____ RECORDS SHOWN
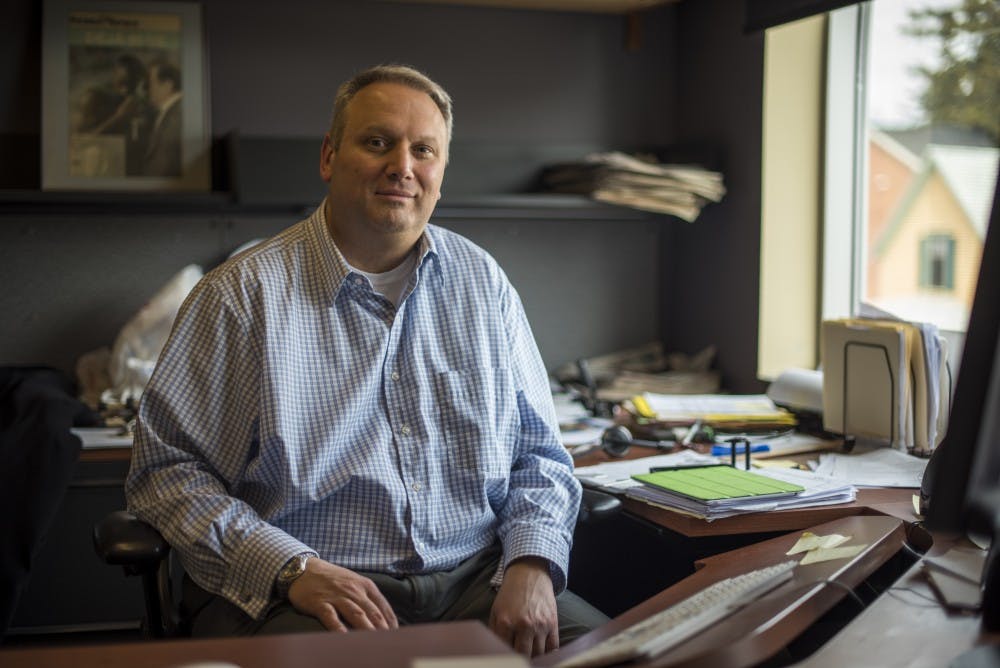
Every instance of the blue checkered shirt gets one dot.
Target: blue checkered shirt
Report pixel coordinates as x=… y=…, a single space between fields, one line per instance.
x=296 y=410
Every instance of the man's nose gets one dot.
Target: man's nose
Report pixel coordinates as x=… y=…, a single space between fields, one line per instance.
x=400 y=164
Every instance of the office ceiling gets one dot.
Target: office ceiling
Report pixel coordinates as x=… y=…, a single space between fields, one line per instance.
x=596 y=6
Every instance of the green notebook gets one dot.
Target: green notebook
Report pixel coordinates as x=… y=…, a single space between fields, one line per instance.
x=717 y=484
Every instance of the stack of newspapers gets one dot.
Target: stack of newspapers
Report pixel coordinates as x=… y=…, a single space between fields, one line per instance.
x=637 y=182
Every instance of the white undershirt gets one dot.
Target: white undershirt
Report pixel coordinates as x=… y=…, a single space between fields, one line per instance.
x=390 y=284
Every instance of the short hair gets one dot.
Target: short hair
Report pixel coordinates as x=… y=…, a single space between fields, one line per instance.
x=166 y=71
x=398 y=74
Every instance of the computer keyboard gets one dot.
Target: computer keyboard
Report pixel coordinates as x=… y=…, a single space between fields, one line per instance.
x=668 y=628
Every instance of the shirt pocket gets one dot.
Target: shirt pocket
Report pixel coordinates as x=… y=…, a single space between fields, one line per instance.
x=478 y=410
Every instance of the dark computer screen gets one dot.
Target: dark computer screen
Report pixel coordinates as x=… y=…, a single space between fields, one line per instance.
x=961 y=488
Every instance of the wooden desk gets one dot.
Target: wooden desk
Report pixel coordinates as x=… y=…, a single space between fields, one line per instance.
x=358 y=649
x=894 y=502
x=763 y=628
x=904 y=627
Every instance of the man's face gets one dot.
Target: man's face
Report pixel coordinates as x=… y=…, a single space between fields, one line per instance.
x=159 y=91
x=385 y=178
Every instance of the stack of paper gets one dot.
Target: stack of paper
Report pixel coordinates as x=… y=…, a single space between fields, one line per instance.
x=617 y=178
x=817 y=491
x=616 y=478
x=883 y=467
x=882 y=379
x=718 y=410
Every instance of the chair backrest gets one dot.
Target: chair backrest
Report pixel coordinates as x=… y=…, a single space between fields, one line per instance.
x=122 y=539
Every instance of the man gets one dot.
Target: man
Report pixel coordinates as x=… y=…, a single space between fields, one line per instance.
x=351 y=426
x=163 y=154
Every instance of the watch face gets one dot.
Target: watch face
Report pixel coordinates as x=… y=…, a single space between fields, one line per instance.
x=293 y=569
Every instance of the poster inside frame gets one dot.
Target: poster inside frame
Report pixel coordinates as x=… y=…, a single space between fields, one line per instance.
x=124 y=97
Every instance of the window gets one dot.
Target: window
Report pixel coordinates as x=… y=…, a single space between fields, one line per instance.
x=937 y=261
x=923 y=157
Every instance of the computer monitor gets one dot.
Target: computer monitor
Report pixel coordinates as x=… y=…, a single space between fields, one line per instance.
x=960 y=492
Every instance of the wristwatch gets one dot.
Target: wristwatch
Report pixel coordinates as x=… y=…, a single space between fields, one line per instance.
x=290 y=572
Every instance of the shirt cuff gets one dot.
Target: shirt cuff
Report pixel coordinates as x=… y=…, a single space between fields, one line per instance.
x=525 y=541
x=249 y=581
________
TASK REQUIREMENTS: The answer is a count and nothing more: lines above that contain "chair".

EXERCISE ANSWER: 2